### Aim of the task
Give only the number of lines in the data that include the string "pair".
******
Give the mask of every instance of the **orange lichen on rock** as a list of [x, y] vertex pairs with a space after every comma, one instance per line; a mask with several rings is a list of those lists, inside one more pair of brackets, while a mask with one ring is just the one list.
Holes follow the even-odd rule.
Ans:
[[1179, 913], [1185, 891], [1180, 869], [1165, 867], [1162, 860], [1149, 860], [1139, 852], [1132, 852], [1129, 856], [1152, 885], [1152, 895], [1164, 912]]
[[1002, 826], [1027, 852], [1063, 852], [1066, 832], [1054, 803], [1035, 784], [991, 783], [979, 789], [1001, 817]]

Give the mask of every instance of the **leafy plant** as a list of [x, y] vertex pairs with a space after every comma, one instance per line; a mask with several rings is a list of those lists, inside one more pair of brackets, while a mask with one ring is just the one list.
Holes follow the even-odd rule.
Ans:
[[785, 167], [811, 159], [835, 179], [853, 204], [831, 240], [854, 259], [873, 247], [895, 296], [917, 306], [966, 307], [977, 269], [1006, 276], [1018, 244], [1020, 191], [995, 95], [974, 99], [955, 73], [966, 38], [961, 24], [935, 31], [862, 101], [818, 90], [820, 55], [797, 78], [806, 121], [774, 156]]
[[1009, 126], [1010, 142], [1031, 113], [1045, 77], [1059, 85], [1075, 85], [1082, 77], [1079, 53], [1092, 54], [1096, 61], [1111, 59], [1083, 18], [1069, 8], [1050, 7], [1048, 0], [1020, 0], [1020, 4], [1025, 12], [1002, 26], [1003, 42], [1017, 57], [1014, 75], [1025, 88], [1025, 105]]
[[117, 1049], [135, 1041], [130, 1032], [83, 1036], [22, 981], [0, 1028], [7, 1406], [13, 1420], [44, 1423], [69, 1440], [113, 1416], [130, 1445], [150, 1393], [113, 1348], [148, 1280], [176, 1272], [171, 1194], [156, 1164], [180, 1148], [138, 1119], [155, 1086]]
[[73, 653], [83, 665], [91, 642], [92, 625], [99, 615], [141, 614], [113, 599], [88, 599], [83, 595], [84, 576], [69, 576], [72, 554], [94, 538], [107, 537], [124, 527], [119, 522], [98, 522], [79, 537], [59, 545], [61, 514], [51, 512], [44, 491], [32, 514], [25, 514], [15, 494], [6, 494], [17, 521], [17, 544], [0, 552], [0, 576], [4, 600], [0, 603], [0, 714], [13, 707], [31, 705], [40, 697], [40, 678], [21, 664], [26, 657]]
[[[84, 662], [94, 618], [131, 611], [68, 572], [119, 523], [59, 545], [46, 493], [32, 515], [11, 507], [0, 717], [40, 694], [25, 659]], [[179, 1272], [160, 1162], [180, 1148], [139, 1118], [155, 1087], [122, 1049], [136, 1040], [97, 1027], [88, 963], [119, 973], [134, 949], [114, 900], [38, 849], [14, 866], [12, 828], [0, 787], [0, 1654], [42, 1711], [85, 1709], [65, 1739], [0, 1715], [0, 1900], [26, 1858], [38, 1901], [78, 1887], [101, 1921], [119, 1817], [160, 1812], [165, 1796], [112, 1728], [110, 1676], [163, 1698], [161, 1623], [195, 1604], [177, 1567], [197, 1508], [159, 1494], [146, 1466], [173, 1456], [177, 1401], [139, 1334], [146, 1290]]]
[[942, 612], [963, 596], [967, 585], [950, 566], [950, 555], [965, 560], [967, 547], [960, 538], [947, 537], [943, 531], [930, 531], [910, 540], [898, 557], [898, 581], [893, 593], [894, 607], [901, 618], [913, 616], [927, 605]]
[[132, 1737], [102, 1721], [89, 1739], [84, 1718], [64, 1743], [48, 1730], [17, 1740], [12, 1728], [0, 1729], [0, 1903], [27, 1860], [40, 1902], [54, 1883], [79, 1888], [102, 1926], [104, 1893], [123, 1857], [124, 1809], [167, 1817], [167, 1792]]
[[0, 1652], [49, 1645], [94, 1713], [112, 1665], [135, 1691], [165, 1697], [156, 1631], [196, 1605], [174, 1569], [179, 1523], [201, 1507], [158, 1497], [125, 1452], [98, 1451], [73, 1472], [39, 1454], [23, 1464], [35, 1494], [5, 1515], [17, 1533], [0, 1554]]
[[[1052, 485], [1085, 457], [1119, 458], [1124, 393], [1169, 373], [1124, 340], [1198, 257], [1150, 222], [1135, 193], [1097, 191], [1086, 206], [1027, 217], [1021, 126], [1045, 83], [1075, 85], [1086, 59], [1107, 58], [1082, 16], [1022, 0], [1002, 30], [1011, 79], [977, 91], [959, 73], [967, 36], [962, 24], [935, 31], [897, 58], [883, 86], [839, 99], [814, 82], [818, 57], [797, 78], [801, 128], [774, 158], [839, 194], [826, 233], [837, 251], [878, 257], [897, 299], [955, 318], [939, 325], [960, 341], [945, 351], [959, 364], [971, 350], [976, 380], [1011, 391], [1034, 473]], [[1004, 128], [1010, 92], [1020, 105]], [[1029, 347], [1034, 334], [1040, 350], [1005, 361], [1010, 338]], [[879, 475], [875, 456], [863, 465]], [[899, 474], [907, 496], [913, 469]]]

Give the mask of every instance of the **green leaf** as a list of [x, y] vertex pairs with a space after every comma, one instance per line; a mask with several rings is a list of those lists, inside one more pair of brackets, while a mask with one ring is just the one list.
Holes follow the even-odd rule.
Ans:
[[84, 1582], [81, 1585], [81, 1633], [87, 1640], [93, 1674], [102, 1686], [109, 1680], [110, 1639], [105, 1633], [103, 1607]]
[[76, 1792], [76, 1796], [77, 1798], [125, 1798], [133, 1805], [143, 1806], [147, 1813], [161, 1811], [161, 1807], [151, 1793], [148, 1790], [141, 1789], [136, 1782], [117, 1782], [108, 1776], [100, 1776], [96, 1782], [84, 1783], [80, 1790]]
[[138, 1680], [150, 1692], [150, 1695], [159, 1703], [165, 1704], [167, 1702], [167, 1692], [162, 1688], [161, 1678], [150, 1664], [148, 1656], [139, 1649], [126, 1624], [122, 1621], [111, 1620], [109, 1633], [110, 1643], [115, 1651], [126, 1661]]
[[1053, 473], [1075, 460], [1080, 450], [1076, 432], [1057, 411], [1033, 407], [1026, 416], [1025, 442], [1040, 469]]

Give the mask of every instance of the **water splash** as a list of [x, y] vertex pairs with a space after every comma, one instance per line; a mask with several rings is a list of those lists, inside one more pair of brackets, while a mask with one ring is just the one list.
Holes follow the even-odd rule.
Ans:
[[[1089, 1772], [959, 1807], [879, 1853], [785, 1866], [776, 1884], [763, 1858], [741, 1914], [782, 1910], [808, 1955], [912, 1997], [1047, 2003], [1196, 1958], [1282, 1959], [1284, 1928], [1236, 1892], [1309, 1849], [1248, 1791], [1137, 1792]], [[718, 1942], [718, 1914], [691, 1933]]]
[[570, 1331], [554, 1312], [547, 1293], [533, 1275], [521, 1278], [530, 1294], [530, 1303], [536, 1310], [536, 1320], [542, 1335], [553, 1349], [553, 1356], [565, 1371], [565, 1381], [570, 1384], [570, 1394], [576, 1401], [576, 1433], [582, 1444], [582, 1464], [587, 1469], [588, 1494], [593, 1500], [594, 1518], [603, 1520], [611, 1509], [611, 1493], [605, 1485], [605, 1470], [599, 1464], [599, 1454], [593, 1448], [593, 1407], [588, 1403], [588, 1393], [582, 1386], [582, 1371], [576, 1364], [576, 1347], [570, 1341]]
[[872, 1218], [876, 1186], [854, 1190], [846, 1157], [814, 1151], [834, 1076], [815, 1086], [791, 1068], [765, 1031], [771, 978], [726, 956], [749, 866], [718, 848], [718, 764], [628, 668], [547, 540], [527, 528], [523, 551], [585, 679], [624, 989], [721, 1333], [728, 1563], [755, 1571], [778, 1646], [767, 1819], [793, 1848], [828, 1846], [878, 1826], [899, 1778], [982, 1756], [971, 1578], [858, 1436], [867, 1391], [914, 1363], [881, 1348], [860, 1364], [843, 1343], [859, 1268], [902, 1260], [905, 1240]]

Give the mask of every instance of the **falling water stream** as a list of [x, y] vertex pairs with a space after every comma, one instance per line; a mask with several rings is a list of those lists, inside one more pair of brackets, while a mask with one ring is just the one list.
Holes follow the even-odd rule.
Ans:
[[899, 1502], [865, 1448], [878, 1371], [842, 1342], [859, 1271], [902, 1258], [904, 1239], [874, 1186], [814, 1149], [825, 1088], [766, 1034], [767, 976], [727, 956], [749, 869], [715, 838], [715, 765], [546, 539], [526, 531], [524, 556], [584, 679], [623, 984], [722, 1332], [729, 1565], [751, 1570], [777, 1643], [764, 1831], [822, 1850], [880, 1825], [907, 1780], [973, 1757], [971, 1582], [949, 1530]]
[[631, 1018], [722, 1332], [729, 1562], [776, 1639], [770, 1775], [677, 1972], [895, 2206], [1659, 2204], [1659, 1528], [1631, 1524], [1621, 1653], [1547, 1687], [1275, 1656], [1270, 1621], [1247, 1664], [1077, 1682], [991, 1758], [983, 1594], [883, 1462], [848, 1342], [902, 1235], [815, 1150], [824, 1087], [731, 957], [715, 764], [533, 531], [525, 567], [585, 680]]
******
### Task output
5